● **EXERCISE AIM**
Which lines hold the word "bounding"? Copy each of them from the material.
Content starts
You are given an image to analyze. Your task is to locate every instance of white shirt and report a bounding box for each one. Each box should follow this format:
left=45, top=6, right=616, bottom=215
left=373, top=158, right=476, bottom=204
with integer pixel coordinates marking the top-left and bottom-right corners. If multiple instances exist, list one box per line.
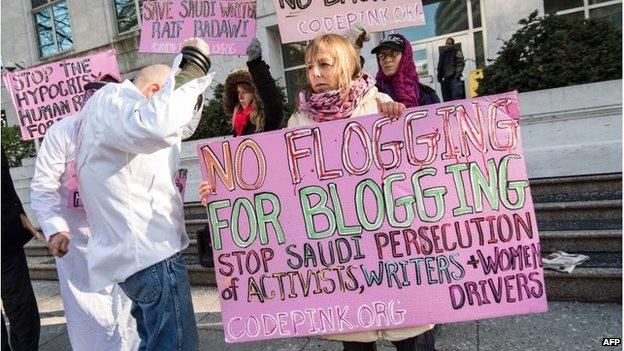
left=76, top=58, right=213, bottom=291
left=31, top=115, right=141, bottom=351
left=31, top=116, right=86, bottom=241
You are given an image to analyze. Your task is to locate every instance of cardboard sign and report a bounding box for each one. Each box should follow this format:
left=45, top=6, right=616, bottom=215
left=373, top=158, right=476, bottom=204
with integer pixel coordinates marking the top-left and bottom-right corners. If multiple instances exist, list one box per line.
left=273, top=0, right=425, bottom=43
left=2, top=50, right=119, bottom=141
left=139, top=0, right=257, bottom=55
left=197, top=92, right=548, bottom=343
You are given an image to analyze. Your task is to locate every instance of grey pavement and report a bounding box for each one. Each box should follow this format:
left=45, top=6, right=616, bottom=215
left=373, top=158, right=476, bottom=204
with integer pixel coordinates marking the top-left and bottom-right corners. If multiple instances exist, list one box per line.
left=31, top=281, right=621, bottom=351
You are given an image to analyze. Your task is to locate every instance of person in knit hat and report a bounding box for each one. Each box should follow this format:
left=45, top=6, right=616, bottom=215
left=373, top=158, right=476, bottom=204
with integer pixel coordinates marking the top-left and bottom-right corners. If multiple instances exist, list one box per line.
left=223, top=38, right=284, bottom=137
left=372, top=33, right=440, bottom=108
Content ends
● **RESPONSE AREA**
You are given an image to analyze. Your task is to locate every instance of white shirt and report a bounding box for each one. Each box should follow this format:
You are given an image to analyze. Your task is to locate every instance of cardboard sign and report a bounding box for each one. Each box should follow this format:
You are given an image to analyze. Your task is to locate every instance of grey pavement and report a bounding box for each one. Each box should follow this format:
You are given an image to analyze. Your task is to locate every instance of person in knit hat and report a bounding box for each one. Each box should follow this format:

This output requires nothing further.